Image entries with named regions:
* * * * * * *

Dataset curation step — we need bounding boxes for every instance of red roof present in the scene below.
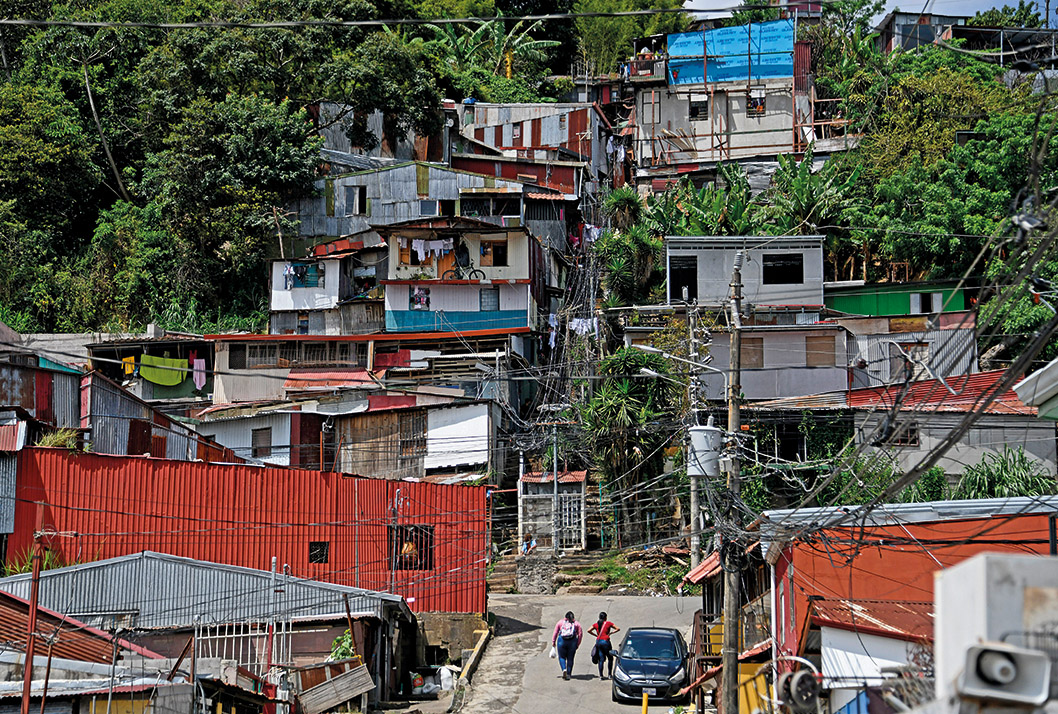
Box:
[522,471,588,483]
[849,369,1036,417]
[282,368,385,390]
[683,550,720,585]
[0,591,162,664]
[811,600,933,640]
[312,238,386,257]
[372,216,525,234]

* * * * * * *

# [WRITTEN TASK]
In the records, swap "red roof" for "tiled roof" and repeat every line with no other changes. Omit the pictures from your answer.

# [SOLUTION BELOW]
Dataset curation step — we need bounding boxes for every instance of tiled roof present in the scene below.
Box:
[522,471,588,483]
[849,369,1036,417]
[282,368,385,390]
[683,550,720,585]
[0,591,162,664]
[811,600,933,640]
[312,238,386,257]
[372,216,525,234]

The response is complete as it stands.